Word for word, give the data again without its pictures.

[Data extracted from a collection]
::::
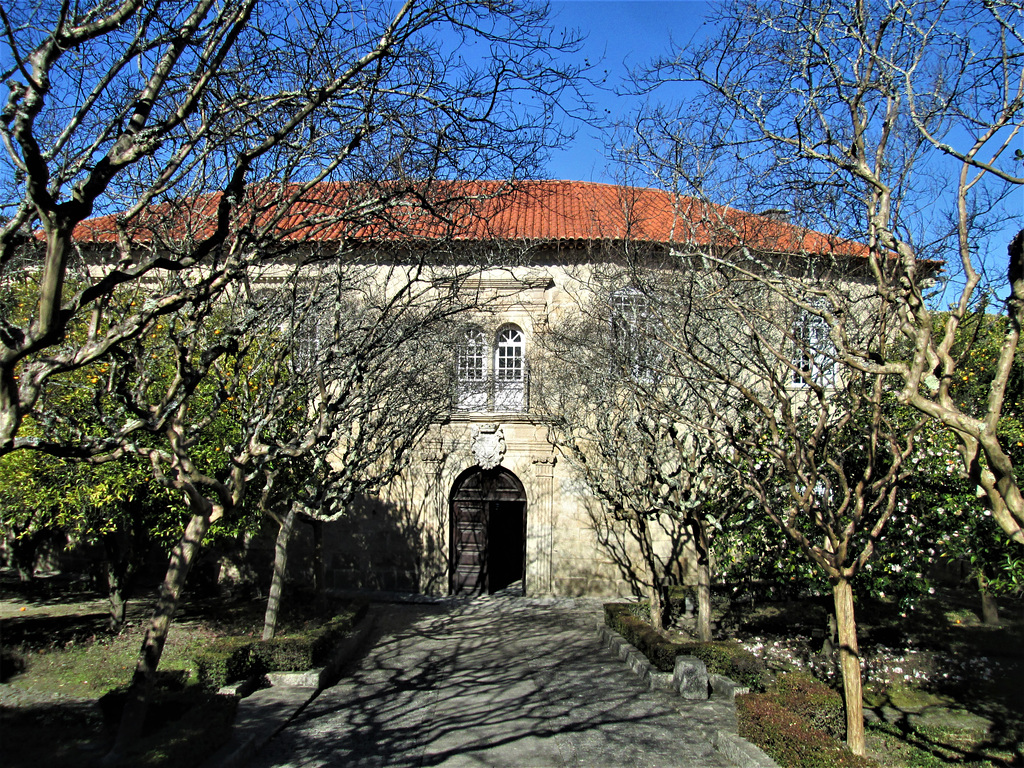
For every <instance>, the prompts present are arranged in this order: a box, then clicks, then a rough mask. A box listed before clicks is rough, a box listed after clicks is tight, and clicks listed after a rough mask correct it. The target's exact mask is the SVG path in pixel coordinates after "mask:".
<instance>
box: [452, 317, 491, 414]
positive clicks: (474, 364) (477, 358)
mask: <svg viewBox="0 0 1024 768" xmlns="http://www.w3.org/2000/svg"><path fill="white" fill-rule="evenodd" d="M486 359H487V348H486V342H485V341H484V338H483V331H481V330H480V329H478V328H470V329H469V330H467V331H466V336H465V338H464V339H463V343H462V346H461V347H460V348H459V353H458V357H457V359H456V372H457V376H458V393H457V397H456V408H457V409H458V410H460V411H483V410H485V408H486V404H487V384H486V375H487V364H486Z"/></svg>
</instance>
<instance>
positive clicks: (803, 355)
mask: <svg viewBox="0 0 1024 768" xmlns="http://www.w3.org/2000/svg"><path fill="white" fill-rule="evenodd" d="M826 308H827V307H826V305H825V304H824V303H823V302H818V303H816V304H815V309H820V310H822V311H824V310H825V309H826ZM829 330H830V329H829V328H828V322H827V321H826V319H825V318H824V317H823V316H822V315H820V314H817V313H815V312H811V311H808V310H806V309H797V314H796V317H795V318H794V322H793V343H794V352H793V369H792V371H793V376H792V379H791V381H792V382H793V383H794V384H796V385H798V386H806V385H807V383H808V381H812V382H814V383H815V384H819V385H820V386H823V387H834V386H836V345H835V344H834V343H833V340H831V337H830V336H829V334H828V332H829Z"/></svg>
::::
#### Response to the task
For every <instance>, the prompts present are arranged in this order: a box, then clicks, then a rough mask. A box listed before clicks is rough, a box listed after clicks is tight, and clicks listed after a rough mask correct it. The target's exact mask is the SVG path in pixel coordinates after "mask:".
<instance>
box: [452, 317, 491, 414]
positive clicks: (474, 364) (477, 358)
mask: <svg viewBox="0 0 1024 768" xmlns="http://www.w3.org/2000/svg"><path fill="white" fill-rule="evenodd" d="M486 359H487V348H486V342H485V341H484V338H483V331H481V330H480V329H478V328H470V329H469V330H467V331H466V336H465V338H464V339H463V343H462V346H461V347H460V348H459V353H458V357H457V359H456V372H457V376H458V393H457V397H456V408H457V409H458V410H460V411H483V410H485V408H486V404H487V384H486V375H487V364H486Z"/></svg>
</instance>
<instance>
positive clicks: (803, 355)
mask: <svg viewBox="0 0 1024 768" xmlns="http://www.w3.org/2000/svg"><path fill="white" fill-rule="evenodd" d="M826 308H827V307H826V305H825V304H824V303H823V302H818V303H816V304H815V309H820V310H822V311H824V310H825V309H826ZM829 330H830V329H829V328H828V322H827V321H826V319H825V318H824V317H823V316H822V315H820V314H817V313H815V312H811V311H808V310H806V309H797V314H796V317H795V318H794V322H793V343H794V352H793V369H792V371H793V376H792V379H791V381H792V382H793V383H794V384H796V385H798V386H806V385H807V383H808V381H812V382H814V383H815V384H819V385H820V386H823V387H834V386H836V345H835V344H834V343H833V340H831V337H830V336H829V334H828V332H829Z"/></svg>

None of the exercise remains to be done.